• **EXERCISE DETAILS**
Return every line of the records below as a JSON list of strings, one string per line, leaving out any blank lines.

• **RECORDS FOR THIS TASK**
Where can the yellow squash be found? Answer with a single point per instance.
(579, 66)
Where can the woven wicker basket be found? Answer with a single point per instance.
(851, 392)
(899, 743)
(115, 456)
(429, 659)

• **RESULT BELOW**
[
  "Where can the yellow squash be found? Answer with a single point per instance.",
  "(579, 66)",
  "Where can the woven wicker basket be found? Answer with a single point per instance.",
  "(851, 392)",
  "(899, 743)",
  "(115, 456)",
  "(429, 659)"
]